* [What you need to do]
All of the material below is to be repeated exactly.

* [Data records]
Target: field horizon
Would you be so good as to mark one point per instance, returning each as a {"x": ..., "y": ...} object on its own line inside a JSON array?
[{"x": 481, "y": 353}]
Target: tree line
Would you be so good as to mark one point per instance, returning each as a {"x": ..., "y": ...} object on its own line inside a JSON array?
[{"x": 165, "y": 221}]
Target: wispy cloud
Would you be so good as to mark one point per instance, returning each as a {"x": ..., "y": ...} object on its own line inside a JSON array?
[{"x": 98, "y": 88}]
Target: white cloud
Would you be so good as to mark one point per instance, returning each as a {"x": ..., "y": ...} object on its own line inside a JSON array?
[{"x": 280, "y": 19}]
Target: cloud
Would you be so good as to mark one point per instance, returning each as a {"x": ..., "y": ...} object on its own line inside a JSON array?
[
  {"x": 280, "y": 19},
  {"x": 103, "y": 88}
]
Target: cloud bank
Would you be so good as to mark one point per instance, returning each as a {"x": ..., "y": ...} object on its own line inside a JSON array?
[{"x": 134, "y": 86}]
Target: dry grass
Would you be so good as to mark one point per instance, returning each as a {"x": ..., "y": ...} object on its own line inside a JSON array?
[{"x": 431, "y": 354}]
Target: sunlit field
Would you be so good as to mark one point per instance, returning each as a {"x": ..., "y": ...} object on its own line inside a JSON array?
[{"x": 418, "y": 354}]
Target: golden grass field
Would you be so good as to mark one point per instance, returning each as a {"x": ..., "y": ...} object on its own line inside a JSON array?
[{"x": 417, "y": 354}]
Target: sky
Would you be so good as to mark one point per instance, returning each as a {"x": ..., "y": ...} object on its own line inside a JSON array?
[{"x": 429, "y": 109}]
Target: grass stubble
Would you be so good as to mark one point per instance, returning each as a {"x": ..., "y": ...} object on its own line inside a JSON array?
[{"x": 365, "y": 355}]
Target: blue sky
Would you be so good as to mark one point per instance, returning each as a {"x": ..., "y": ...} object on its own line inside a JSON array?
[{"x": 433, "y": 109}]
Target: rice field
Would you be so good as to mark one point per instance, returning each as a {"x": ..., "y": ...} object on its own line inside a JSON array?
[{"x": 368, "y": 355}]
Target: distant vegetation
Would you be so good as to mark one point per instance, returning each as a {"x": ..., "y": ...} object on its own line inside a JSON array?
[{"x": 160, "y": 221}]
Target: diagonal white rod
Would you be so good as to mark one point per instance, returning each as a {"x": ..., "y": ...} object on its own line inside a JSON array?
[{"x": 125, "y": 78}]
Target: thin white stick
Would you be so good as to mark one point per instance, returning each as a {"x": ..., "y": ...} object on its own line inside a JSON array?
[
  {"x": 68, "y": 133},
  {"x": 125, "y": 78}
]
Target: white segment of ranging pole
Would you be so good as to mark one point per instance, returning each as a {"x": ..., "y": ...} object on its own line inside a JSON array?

* [Worked solution]
Target: field horizon
Would you be so good as to mark one point per instance, returning each as a {"x": ..., "y": ...} object on its own line inside a JSON array?
[{"x": 481, "y": 353}]
Target: tree line
Would you be so good as to mark one point per instance, returning each as a {"x": ..., "y": ...} object on its own line inside a JSON array?
[{"x": 165, "y": 221}]
Target: wispy cloud
Would you be so good as to mark one point per instance, returning each as a {"x": ..., "y": ...} object on its own line inside a JSON array?
[{"x": 98, "y": 88}]
Target: white cloud
Would you be so good as to mark one point per instance, returning each as a {"x": ..., "y": ...} object on its own line inside a JSON array?
[{"x": 280, "y": 19}]
Target: cloud
Would you be so good as to mark one point per instance, returning each as a {"x": ..., "y": ...} object on its own line inside a JSON array?
[
  {"x": 280, "y": 19},
  {"x": 103, "y": 88}
]
Target: cloud bank
Would you be so good as to mark one point per instance, returning each as a {"x": ..., "y": ...} object on its own line inside a JSON array?
[{"x": 134, "y": 86}]
Target: dry grass
Would you be so good as to mark one point per instance, returning each as a {"x": ..., "y": ...} object on its own line inside a JSON array?
[{"x": 431, "y": 354}]
Target: sunlit field
Would you be so good as to mark one point per instance, returning each as a {"x": ..., "y": ...} object on its own line inside a JSON array?
[{"x": 418, "y": 354}]
Target: golden grass field
Would you be so good as to mark one point per instance, returning each as a {"x": ..., "y": ...} object on its own line inside a JSON array?
[{"x": 417, "y": 354}]
Target: sky
Would you be so good as to mark one point per instance, returning each as a {"x": ..., "y": ...} object on its own line inside a JSON array?
[{"x": 429, "y": 109}]
Target: grass stubble
Would you be so good as to mark one point per instance, returning each as a {"x": ..., "y": ...} object on its own line inside a JSON array?
[{"x": 365, "y": 355}]
Target: blue sky
Would you be so good as to mark one point per instance, returning each as a {"x": ..., "y": ...} object on its own line inside a JSON array?
[{"x": 433, "y": 109}]
Target: rice field
Would you be so good as to mark one point per instance, returning each as a {"x": ..., "y": ...} object on its own line inside a JSON array?
[{"x": 368, "y": 355}]
Target: distant vegetation
Would you be so good as to mark one point per instance, returning each as a {"x": ..., "y": ...} object on its own line inside a JSON array?
[{"x": 160, "y": 221}]
Target: diagonal white rod
Would you be so good as to mark one point per instance, returning each as a {"x": ..., "y": ...} object on its own line inside a JSON array?
[{"x": 125, "y": 78}]
Target: thin white stick
Would you be so good as to mark one point per instance, returning each as a {"x": ..., "y": ...} object on its own line inside a JSON array?
[
  {"x": 68, "y": 133},
  {"x": 125, "y": 78}
]
Target: white segment of ranging pole
Would you be so good as to mark one point per instance, returning each as a {"x": ..., "y": ...} object on its own line inside a JSON array?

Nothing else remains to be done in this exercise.